**Extrait du document**:
Valentina Hemmeler Maïga, permanente syndicale à Uniterre, croit en l'avenir de l'agriculture suisse

Rien ne semblait prédisposer Valentina Hemmeler Maïga à prendre fait et cause pour les agriculteurs suisses et d'ailleurs. Fille d'une mère psychiatre et d'un père médecin généraliste, elle grandit à Genève. C'est au Togo et au Burkina Faso, lors de deux voyages associatifs, que la jeune Valentina de 15 ans s'initie au monde paysan. «C'est là-bas que je me suis rendu compte de l'importance de l'agriculture. La lecture d'ouvrages de l'agronome français René Dumont, et la perspective d'avoir un métier qui me permette de travailler à l'étranger ont renforcé ma motivation à suivre des études d'agronomie à Zürich.»

«Un boulot de rêve»
Sa licence d'agronome en poche, mais sans terrain ni ferme, Valentina Hemmeler travaille dans la formation continue des conseillers agricoles (Agridea), à la Chambre genevoise d'agriculture, avant d'entrer, en 2006, à Uniterre comme permanente syndicale. Depuis, elle ne compte plus ses heures. «Pour moi, c'est un boulot de rêve. C'est tellement gratifiant de travailler pour de telles valeurs...»

**Les données**:

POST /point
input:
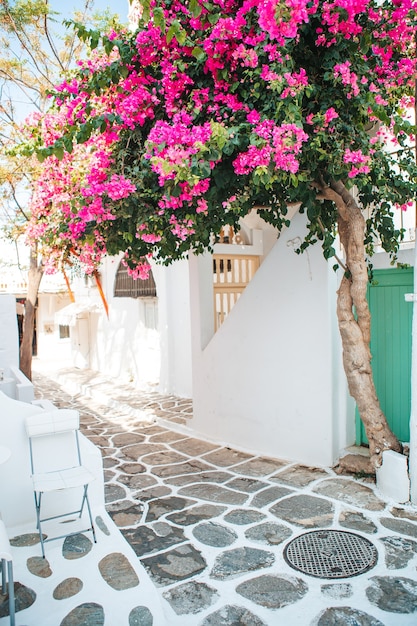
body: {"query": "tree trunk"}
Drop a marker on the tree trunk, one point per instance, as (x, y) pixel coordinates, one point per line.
(355, 323)
(34, 278)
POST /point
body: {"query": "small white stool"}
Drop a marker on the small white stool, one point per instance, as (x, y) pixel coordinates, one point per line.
(7, 564)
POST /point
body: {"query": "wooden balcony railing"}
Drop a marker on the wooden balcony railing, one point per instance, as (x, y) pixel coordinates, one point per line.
(231, 275)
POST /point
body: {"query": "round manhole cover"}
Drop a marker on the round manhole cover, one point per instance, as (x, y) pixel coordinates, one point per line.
(331, 554)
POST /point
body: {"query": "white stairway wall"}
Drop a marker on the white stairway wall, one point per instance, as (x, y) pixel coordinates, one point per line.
(270, 380)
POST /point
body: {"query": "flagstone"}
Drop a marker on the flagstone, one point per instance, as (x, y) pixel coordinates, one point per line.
(351, 492)
(118, 572)
(393, 594)
(178, 564)
(233, 563)
(213, 534)
(304, 510)
(191, 598)
(299, 475)
(272, 591)
(230, 614)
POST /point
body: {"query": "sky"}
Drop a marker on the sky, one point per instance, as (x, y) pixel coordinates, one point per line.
(66, 7)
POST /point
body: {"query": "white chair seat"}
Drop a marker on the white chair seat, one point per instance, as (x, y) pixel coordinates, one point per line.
(56, 465)
(62, 479)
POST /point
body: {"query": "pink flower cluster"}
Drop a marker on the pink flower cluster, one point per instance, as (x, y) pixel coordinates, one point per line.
(281, 146)
(359, 162)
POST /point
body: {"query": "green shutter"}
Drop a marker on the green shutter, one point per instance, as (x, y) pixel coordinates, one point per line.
(391, 319)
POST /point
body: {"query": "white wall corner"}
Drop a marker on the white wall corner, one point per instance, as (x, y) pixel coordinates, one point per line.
(392, 478)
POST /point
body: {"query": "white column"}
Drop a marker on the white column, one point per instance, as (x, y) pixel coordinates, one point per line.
(413, 416)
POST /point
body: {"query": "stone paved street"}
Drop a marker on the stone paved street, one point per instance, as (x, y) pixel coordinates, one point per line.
(209, 524)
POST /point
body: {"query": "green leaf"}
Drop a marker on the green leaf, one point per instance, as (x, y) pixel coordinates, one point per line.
(195, 8)
(158, 18)
(198, 53)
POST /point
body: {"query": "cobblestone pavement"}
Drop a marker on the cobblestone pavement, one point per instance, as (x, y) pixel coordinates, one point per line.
(209, 524)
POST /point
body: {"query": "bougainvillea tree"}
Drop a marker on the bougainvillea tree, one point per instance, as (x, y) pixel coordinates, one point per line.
(212, 108)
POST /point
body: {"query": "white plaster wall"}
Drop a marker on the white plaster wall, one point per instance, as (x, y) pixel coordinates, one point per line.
(9, 337)
(173, 287)
(16, 490)
(270, 380)
(47, 330)
(121, 345)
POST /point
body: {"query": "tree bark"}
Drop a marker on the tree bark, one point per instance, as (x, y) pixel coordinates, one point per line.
(355, 323)
(34, 278)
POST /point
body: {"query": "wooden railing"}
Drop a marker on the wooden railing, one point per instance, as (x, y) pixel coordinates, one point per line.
(231, 275)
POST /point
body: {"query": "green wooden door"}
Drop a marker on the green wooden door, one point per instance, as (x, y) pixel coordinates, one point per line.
(391, 348)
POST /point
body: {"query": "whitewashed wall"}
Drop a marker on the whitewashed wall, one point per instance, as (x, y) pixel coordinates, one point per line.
(9, 337)
(271, 379)
(121, 345)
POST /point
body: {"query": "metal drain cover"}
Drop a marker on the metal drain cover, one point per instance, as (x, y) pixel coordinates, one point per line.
(331, 554)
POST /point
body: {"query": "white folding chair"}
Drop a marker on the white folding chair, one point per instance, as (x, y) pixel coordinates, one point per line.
(7, 571)
(56, 465)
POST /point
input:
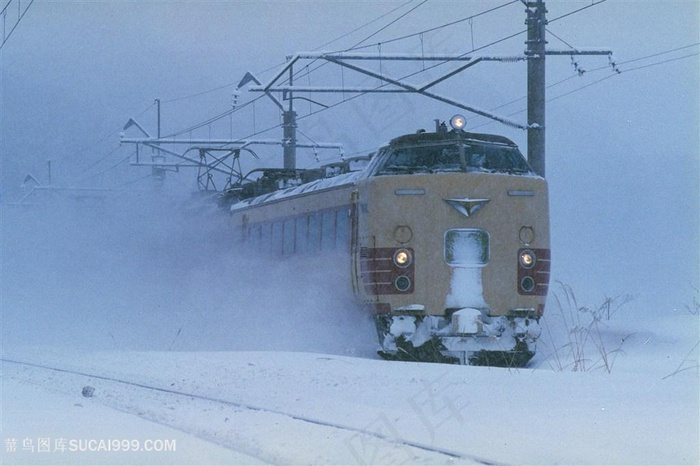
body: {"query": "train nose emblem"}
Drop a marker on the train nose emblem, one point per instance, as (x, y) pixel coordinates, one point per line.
(467, 207)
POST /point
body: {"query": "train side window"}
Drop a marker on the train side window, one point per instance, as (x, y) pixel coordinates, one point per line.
(342, 223)
(328, 231)
(277, 238)
(254, 237)
(314, 237)
(265, 237)
(289, 237)
(301, 233)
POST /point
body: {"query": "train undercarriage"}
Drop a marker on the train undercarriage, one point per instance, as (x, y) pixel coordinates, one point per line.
(466, 336)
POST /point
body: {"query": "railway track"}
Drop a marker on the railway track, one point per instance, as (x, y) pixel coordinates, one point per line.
(237, 425)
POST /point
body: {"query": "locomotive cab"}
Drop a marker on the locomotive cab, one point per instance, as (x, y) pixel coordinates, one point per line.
(451, 248)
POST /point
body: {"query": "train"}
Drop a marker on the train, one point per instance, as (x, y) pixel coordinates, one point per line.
(445, 232)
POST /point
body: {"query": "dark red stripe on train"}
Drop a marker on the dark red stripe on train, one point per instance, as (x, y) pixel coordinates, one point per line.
(381, 275)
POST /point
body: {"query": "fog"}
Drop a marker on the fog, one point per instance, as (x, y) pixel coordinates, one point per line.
(622, 156)
(142, 272)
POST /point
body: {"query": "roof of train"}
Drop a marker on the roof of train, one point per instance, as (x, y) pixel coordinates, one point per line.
(425, 137)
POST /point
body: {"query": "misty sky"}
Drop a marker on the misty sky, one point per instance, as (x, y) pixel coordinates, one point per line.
(622, 149)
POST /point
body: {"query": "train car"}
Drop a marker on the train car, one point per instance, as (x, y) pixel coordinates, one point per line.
(446, 235)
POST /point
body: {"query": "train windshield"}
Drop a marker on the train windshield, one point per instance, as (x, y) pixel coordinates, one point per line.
(454, 157)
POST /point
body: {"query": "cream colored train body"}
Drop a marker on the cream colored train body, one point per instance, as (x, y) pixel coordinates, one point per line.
(447, 235)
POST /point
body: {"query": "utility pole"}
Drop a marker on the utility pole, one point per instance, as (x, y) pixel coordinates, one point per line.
(536, 52)
(289, 128)
(158, 159)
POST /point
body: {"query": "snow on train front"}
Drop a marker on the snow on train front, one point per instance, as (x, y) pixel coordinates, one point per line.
(451, 248)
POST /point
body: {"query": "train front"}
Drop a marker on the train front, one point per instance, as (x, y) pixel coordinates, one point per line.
(452, 249)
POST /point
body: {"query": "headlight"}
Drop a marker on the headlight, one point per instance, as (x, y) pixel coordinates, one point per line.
(528, 259)
(402, 258)
(527, 284)
(402, 283)
(458, 122)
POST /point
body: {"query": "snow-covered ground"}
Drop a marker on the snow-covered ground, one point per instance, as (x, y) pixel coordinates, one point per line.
(191, 355)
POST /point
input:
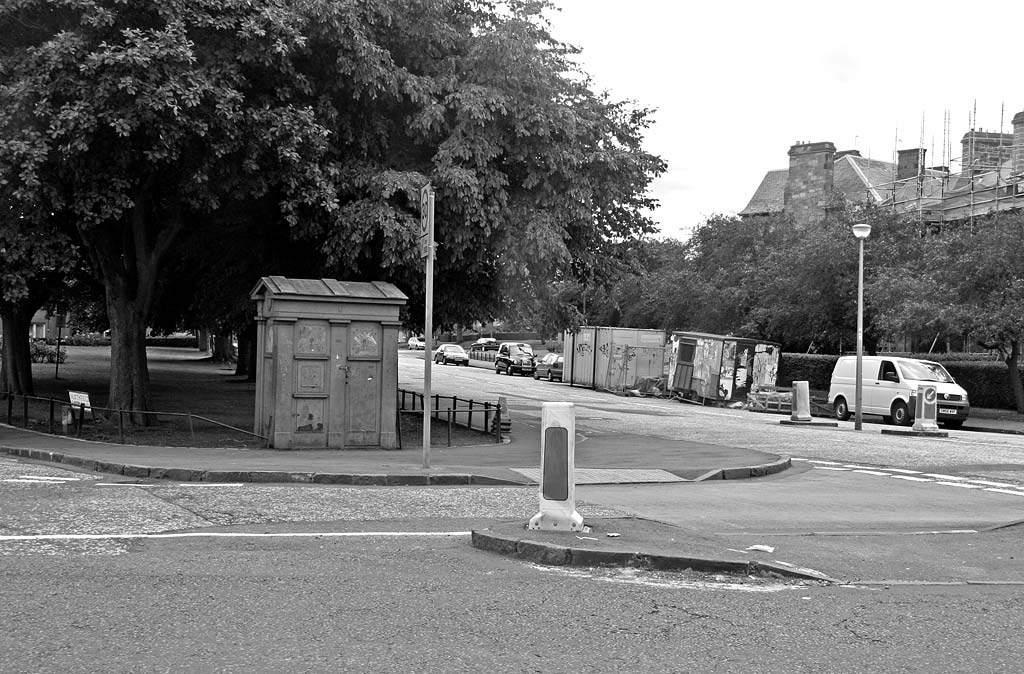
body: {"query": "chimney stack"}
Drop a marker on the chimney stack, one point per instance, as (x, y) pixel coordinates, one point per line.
(984, 151)
(1018, 150)
(810, 183)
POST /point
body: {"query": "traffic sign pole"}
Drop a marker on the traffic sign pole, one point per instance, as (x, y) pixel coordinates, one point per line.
(427, 251)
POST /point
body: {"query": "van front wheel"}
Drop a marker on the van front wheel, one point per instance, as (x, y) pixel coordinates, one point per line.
(841, 409)
(900, 415)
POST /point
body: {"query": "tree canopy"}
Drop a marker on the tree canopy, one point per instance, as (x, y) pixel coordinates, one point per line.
(137, 123)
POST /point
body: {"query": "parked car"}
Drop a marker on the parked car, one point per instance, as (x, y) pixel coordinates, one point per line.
(484, 344)
(889, 389)
(550, 367)
(514, 357)
(446, 353)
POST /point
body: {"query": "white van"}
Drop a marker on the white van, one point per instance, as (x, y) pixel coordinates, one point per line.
(890, 389)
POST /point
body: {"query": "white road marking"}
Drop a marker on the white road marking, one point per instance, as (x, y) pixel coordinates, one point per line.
(121, 537)
(33, 481)
(961, 485)
(645, 579)
(207, 485)
(912, 475)
(123, 485)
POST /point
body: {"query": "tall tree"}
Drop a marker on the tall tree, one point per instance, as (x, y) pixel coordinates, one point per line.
(140, 118)
(968, 277)
(538, 178)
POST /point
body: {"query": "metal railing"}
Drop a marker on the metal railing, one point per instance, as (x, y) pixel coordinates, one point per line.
(49, 414)
(475, 415)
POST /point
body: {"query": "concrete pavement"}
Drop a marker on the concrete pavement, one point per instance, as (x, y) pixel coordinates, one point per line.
(609, 459)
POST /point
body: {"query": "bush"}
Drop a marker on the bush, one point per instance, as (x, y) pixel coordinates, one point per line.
(83, 339)
(42, 352)
(815, 369)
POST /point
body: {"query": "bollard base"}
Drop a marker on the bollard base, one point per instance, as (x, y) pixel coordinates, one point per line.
(562, 521)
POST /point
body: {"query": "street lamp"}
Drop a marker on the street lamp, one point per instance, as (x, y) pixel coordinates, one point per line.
(861, 232)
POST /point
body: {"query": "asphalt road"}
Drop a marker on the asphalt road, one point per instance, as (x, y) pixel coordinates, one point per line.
(100, 577)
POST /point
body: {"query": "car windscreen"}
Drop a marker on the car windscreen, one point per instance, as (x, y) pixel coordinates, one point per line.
(926, 371)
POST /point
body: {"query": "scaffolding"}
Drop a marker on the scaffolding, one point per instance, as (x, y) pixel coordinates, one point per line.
(990, 180)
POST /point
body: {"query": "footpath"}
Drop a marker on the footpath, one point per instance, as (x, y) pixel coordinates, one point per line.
(622, 460)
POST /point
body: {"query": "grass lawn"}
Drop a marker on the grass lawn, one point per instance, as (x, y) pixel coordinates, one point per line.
(183, 381)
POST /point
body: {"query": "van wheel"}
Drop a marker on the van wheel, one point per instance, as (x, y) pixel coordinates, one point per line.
(841, 409)
(900, 415)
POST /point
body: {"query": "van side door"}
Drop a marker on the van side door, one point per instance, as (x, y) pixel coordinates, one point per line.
(883, 388)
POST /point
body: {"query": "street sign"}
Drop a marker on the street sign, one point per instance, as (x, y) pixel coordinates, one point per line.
(925, 417)
(426, 220)
(427, 253)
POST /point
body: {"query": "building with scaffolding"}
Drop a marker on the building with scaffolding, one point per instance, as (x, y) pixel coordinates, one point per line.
(991, 178)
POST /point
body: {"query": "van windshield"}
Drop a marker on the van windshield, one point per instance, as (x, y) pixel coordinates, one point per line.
(926, 371)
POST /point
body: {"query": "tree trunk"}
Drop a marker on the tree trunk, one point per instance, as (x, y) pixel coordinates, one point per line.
(129, 369)
(246, 364)
(1015, 375)
(222, 350)
(203, 340)
(15, 369)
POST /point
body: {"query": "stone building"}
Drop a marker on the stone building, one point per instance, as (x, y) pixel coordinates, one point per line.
(991, 179)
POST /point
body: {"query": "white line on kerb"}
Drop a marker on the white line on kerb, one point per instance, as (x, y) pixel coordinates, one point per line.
(114, 537)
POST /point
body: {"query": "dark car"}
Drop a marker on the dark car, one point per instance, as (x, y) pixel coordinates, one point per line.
(550, 367)
(484, 344)
(514, 357)
(446, 353)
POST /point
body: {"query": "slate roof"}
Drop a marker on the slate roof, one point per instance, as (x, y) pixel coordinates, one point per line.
(311, 288)
(769, 197)
(858, 178)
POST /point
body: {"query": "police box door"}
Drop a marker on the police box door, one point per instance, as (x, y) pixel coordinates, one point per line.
(363, 397)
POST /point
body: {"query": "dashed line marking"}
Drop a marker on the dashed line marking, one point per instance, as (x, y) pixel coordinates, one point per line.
(1015, 493)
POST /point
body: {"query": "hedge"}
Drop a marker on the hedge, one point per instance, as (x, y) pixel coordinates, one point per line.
(986, 381)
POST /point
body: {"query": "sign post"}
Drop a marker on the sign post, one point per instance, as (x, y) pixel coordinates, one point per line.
(427, 251)
(925, 417)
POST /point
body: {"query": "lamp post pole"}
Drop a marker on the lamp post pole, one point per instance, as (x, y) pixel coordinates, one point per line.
(861, 232)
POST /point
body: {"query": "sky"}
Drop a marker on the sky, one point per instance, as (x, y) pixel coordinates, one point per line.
(737, 83)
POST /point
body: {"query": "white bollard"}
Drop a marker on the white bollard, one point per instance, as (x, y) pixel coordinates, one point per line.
(801, 406)
(557, 467)
(925, 412)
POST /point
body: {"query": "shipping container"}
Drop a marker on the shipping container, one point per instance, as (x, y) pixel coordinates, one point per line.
(615, 359)
(717, 368)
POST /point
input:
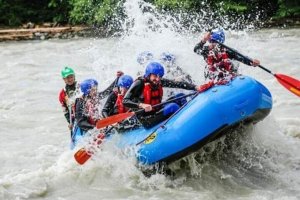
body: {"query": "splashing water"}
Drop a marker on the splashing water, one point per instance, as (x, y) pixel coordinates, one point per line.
(255, 162)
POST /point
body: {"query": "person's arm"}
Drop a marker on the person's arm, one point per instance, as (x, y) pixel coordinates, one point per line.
(108, 107)
(81, 118)
(247, 61)
(111, 87)
(62, 101)
(177, 84)
(108, 90)
(133, 94)
(200, 48)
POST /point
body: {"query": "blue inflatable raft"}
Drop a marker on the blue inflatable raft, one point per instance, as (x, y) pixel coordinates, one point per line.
(205, 118)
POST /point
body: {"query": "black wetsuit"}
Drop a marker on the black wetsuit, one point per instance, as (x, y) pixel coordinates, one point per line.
(109, 107)
(81, 118)
(134, 97)
(203, 50)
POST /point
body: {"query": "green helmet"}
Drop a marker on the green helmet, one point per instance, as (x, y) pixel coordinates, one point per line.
(67, 71)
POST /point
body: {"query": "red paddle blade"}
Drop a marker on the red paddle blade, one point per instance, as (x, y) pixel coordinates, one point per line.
(289, 83)
(113, 119)
(81, 156)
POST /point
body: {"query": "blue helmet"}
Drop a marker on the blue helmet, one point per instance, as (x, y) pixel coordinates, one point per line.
(217, 35)
(144, 57)
(125, 81)
(87, 85)
(154, 68)
(167, 57)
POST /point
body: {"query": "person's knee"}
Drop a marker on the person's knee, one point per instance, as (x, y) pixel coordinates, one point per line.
(170, 108)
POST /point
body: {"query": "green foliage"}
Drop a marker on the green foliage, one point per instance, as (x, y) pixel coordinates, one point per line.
(16, 12)
(92, 11)
(288, 8)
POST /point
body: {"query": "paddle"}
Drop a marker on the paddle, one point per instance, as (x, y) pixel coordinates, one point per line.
(288, 82)
(120, 117)
(82, 155)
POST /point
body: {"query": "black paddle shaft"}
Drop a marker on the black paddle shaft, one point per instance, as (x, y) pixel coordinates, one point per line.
(163, 103)
(245, 57)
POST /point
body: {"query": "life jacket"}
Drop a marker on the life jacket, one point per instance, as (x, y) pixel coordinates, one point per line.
(219, 65)
(219, 60)
(65, 97)
(92, 111)
(152, 95)
(120, 108)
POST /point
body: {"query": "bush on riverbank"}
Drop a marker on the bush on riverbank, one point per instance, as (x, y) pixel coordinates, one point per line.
(100, 12)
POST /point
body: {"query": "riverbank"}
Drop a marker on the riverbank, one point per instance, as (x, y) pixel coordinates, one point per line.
(31, 32)
(43, 33)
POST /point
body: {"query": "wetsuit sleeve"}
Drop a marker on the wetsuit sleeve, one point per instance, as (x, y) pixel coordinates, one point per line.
(109, 105)
(82, 120)
(108, 90)
(201, 49)
(177, 84)
(63, 104)
(132, 96)
(235, 56)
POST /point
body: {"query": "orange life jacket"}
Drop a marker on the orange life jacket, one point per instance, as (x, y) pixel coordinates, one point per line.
(119, 104)
(152, 96)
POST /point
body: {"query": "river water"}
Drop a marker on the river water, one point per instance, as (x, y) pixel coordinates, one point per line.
(257, 162)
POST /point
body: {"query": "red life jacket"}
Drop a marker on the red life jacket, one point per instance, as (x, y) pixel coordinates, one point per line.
(119, 104)
(152, 96)
(91, 111)
(63, 99)
(219, 59)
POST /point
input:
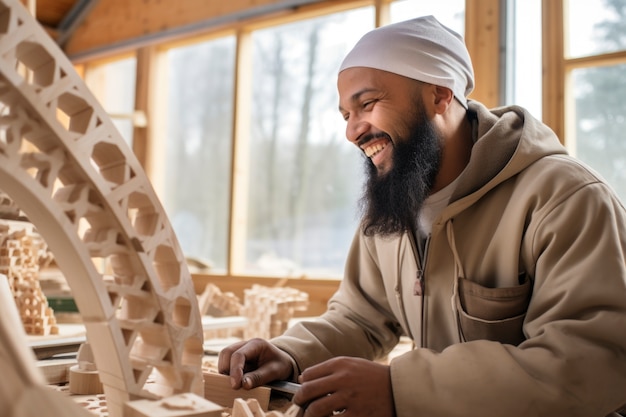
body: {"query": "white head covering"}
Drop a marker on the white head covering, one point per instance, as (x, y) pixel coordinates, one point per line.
(421, 49)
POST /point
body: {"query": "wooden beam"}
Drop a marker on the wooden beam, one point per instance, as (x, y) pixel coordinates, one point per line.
(553, 66)
(121, 23)
(482, 37)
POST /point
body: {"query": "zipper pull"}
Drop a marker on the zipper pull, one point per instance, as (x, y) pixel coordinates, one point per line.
(418, 287)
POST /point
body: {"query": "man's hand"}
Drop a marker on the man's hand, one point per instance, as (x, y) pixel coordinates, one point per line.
(253, 363)
(350, 386)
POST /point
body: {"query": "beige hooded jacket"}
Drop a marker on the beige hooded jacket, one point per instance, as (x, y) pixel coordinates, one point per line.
(523, 308)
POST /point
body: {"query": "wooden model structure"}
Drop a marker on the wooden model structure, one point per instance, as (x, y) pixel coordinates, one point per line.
(65, 165)
(269, 309)
(22, 253)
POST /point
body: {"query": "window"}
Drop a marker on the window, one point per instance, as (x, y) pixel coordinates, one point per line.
(304, 175)
(523, 66)
(195, 141)
(449, 12)
(113, 85)
(595, 62)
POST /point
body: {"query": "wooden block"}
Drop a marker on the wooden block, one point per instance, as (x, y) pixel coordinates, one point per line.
(180, 405)
(84, 382)
(56, 371)
(217, 389)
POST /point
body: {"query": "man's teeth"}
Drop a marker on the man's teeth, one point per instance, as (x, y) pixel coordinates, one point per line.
(374, 149)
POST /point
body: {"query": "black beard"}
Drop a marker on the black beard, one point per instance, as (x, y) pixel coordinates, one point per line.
(391, 201)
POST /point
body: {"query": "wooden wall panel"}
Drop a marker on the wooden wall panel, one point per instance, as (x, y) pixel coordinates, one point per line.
(482, 37)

**Consignes**:
1. Relevez chaque ligne des entrées où figure le mot « utility ».
2. Veuillez reprendre l'article sur Valentina Hemmeler Maïga à la suite de sa dernière phrase, s'il vous plaît.

**Réponses attendues**:
1.
body: {"query": "utility pole"}
Drop a marker on the utility pole, one point per instance, as (x, y) pixel coordinates, one point per line.

2.
La souveraineté alimentaire est l'une d'entre elles. Ce concept politique encourage la production agricole locale, le droit des paysans à vendre des aliments à des prix liés aux coûts de production, la participation des populations aux choix des politiques agricoles, le droit des Etats à se protéger des importations agricoles et alimentaires à bas prix souvent issues de l'exploitation de la main-d'œuvre et des ressources naturelles. «L'agriculture intensive à El Ejido en Espagne entraîne des problèmes sociaux, comme l'exploitation des migrants, et écologiques, avec l'assèchement de la nappe phréatique.» Les conséquences touchent jusqu'aux paysans suisses puisqu'ils ne peuvent faire face à cette concurrence. «L'Etat doit davantage s'engager. Il doit poser un cadre afin d'éviter le dumping salarial, social et environnemental ici et ailleurs en introduisant des taxes, en soutenant les syndicats», insiste Valentina Hemmeler Maïga.

L'union fait la force
Si les paysans du Sud et du Nord sont liés, les différentes branches de la filière alimentaire le sont aussi. Dès lors, pour la permanente syndicale, la lutte d'Uniterre ne peut se passer des autres syndicats. «A priori il y a conflit d'intérêts entre les paysans qui sont patrons et propriétaires et les syndicalistes qui défendent la cause des ouvriers... Certes, il y a des divergences d'intérêt, mais avec l'ouverture des marchés beaucoup de points communs aussi. Si les deux maillons les plus faibles de la société, les paysans et les ouvriers, se tapent dessus, les plus nantis ne peuvent que s'en réjouir. Il faut créer des alliances. Car on ne peut pas améliorer les conditions des ouvriers agricoles sans améliorer celles des familles paysannes.»
L'union fait donc la force dans cette filière alimentaire qui lie aussi paysans, ouvriers et caissières. «La grande distribution suisse, soit Coop et Migros, met la pression sur tout le monde, alors que ces enseignes ont des marges incroyables. Pourquoi n'utilisent-elles pas cet argent pour payer correctement les différents acteurs de la chaîne?»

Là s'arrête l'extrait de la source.